Can you reproduce each of the records below word for word, keeping every line and number unchanged?

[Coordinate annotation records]
=======
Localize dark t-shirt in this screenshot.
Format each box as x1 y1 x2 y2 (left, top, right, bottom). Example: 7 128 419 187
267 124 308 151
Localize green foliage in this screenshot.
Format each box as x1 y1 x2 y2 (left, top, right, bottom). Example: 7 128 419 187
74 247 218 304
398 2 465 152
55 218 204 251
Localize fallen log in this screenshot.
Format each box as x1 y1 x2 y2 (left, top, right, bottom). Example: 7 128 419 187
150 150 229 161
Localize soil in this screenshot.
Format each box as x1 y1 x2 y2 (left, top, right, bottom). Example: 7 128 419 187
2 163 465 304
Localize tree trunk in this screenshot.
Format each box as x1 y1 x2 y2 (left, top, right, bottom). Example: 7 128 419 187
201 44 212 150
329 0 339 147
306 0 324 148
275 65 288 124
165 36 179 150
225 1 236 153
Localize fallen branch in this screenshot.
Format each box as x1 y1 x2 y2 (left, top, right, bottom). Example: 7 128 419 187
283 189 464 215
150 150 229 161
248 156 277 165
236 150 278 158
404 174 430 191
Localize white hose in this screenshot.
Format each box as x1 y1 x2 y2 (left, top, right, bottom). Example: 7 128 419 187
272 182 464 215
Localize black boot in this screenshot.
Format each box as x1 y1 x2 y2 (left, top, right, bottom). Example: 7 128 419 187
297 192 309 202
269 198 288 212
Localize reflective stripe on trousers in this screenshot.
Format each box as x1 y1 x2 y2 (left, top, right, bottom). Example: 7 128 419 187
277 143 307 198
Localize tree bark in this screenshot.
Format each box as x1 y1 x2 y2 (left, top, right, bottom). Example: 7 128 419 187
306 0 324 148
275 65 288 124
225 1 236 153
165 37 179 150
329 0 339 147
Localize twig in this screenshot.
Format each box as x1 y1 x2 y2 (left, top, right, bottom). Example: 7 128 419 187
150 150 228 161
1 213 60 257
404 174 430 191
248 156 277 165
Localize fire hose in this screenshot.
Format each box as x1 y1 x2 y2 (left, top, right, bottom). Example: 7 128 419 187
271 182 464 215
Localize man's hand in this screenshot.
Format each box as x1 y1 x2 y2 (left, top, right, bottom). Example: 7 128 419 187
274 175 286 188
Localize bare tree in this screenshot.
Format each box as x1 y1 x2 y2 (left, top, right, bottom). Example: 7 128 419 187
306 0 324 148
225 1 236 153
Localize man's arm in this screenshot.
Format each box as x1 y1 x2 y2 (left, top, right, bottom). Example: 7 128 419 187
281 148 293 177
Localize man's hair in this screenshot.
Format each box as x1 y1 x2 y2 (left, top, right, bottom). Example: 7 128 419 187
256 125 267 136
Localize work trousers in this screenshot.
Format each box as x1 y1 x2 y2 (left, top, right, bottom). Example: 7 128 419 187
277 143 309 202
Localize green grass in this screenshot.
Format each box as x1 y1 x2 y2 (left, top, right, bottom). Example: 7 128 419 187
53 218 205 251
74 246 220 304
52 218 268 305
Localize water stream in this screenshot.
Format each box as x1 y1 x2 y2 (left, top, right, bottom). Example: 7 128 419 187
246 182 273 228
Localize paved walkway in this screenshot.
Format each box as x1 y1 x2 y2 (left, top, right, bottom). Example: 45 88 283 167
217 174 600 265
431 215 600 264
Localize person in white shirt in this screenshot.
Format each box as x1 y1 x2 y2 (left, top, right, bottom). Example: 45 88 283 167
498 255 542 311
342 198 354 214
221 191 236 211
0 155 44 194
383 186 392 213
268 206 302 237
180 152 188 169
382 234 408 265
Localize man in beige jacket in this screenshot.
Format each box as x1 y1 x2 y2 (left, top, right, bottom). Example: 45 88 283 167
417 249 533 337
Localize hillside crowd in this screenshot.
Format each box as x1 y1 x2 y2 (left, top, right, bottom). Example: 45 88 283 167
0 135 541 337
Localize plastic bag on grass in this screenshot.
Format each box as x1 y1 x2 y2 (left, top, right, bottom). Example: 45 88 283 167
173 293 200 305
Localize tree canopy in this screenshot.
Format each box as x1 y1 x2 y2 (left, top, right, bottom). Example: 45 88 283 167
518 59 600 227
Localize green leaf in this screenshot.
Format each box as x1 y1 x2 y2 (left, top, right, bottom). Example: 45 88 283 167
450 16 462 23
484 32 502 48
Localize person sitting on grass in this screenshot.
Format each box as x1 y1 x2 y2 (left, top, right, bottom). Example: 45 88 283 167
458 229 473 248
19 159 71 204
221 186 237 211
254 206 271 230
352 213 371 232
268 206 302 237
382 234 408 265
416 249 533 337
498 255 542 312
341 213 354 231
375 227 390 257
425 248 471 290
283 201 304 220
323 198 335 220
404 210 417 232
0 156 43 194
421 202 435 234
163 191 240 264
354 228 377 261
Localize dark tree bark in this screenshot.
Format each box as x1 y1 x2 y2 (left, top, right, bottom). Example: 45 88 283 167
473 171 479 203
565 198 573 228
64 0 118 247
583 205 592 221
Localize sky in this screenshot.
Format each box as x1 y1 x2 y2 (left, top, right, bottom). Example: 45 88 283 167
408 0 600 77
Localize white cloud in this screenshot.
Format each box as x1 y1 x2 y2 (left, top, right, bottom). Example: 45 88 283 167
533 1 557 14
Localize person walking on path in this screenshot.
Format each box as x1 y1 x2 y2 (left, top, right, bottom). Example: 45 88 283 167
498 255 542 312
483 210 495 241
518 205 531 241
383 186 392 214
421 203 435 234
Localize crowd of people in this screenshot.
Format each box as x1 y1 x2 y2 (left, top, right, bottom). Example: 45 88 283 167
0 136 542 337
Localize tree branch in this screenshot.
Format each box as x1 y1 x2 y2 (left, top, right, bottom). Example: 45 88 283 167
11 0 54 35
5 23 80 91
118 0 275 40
=======
▸ **Task response**
Localize dark t-shirt in this screenshot.
Format each box as x1 y1 x2 y2 (left, top, right, bottom). Example: 7 128 419 187
267 124 308 151
Localize green foliage in this screenshot.
Format each box as x1 y1 x2 y2 (left, top, right, bottom). Example: 7 128 419 187
74 247 218 304
398 2 465 152
55 218 204 251
Localize fallen log in this screenshot.
Format each box as x1 y1 x2 y2 (left, top, right, bottom). Example: 7 128 419 187
150 150 229 161
Localize soil in this screenshot.
Format each box as x1 y1 x2 y2 (left, top, right, bottom). Example: 7 128 419 187
2 163 465 304
Localize tree trunk in this screenshot.
Format each box as x1 y1 x2 y2 (left, top, right, bottom). Example: 7 128 419 187
201 44 212 150
329 0 339 147
306 0 324 148
275 65 288 124
165 36 179 150
225 1 236 153
Localize fallen branch in this screenshot.
Format each box as x1 y1 x2 y2 (left, top, right, bottom). Example: 7 128 419 187
283 189 464 215
150 150 229 161
248 156 277 165
236 150 278 158
404 174 430 191
Localize white hose in this screenshot.
Format each box as x1 y1 x2 y2 (left, top, right, bottom). Example: 7 128 419 187
272 182 464 215
Localize black boot in this screenshot.
Format each box as x1 y1 x2 y2 (left, top, right, bottom). Example: 7 128 419 187
297 192 309 202
269 198 288 212
Localize reflective stripe on trousers in this screenshot.
Format each box as x1 y1 x2 y2 (left, top, right, bottom). Example: 7 128 419 187
277 143 307 198
Localize tree bark in this screenshot.
Format each box as x1 y1 x2 y2 (left, top, right, bottom). Example: 7 128 419 187
306 0 324 148
275 65 288 124
225 1 236 153
165 37 179 150
329 0 339 147
Localize twig in this screenshot.
Format each box as x1 y1 x2 y2 (left, top, right, bottom). Example: 7 128 419 187
150 150 228 161
1 213 60 257
404 174 430 191
248 156 277 165
Localize fire hose in this screenshot.
Format each box as x1 y1 x2 y2 (left, top, right, bottom). Example: 7 128 419 187
271 182 464 215
Localize man's hand in this screenshot.
Format each box as x1 y1 x2 y2 (left, top, right, bottom). Example: 7 128 419 187
274 175 286 188
Localize bare tree in this screenshot.
Format each box as x1 y1 x2 y2 (left, top, right, bottom). Example: 7 128 419 187
306 0 324 148
225 1 236 153
Localize man's arm in this screenshot.
Format each box as x1 y1 x2 y2 (left, top, right, bottom). Example: 7 128 419 187
281 148 293 177
Localize man's hair in this screenshot.
Format each box as x1 y1 x2 y2 (left, top, right, bottom). Example: 7 128 419 187
256 125 267 136
Localize work trousers in this screenshot.
Format each box as x1 y1 x2 y2 (left, top, right, bottom). Example: 7 128 419 187
277 143 309 202
Localize green grass in this screenshot.
Format each box as x1 y1 x2 y2 (left, top, right, bottom). Example: 7 128 419 187
53 218 205 251
74 246 220 304
52 218 268 305
Localize water stream in this screenshot.
Format each box as x1 y1 x2 y2 (left, top, right, bottom). Example: 7 128 419 187
246 182 273 228
Localize paved walkway in this screenshot.
Format each box as x1 y1 x2 y2 (left, top, right, bottom). Example: 45 88 283 167
217 174 600 265
431 215 600 264
Localize person in white shirt in this screenshot.
Format each box as x1 y1 x2 y2 (left, top, right, bottom). Example: 45 88 283 167
498 255 542 311
342 198 354 214
221 191 236 211
0 155 44 194
383 186 392 213
268 206 302 237
180 152 188 169
382 234 408 265
Localize man in beige jacket in this screenshot.
Format each box as x1 y1 x2 y2 (left, top, right, bottom). Example: 45 88 283 167
417 249 533 337
Localize hillside crowd in this screenshot.
Format each box as x1 y1 x2 y2 (left, top, right, bottom). Example: 45 88 283 167
0 135 541 337
Localize plastic bag on grass in this screenshot.
Format each box as x1 y1 x2 y2 (left, top, right, bottom). Example: 45 88 283 167
173 293 200 305
Localize tree canopy in this screenshot.
Format each box as x1 y1 x2 y2 (left, top, right, bottom). Example: 45 88 283 167
518 59 600 227
Localize green leaf in this screenshot.
Format each box as x1 y1 x2 y2 (left, top, right, bottom). Example: 45 88 283 167
450 16 462 23
484 32 502 48
Localize person sitting on grass in this screenshot.
Format each box as x1 y1 x2 y2 (left, top, right, bottom). Example: 45 88 283 167
458 229 473 248
19 159 71 204
221 186 237 211
254 206 271 230
352 213 371 232
268 206 302 237
382 234 408 265
416 249 533 337
498 255 542 312
341 213 354 231
375 227 390 257
425 248 471 290
283 201 304 220
323 198 335 220
404 210 417 232
0 156 43 194
421 202 435 234
163 191 240 264
354 228 377 261
Localize dark tree bark in this screenshot.
Format each box as x1 y1 x2 y2 (left, top, right, bottom). Example: 45 88 283 167
473 171 479 203
565 198 573 228
64 0 118 247
583 205 592 221
Localize sky in this screenshot.
Format each box as x1 y1 x2 y2 (left, top, right, bottom). Example: 45 88 283 167
408 0 600 77
Localize white cloud in this screenshot.
Format each box as x1 y1 x2 y2 (left, top, right, bottom). Example: 45 88 283 167
533 1 557 14
Localize person walking on path in this screenshot.
Format each box as x1 y1 x2 y2 (left, top, right, bottom). Example: 45 88 283 167
498 255 542 312
483 210 495 241
518 205 531 241
383 186 392 214
421 203 435 234
Localize crowd of people in this screenshot.
Format each box as x1 y1 x2 y2 (left, top, right, bottom). Example: 45 88 283 167
0 136 542 337
Localize tree branch in this screenshot.
Format each box as x1 y1 x2 y2 (left, top, right, bottom). Example: 45 88 283 167
11 0 54 35
5 23 80 91
118 0 275 40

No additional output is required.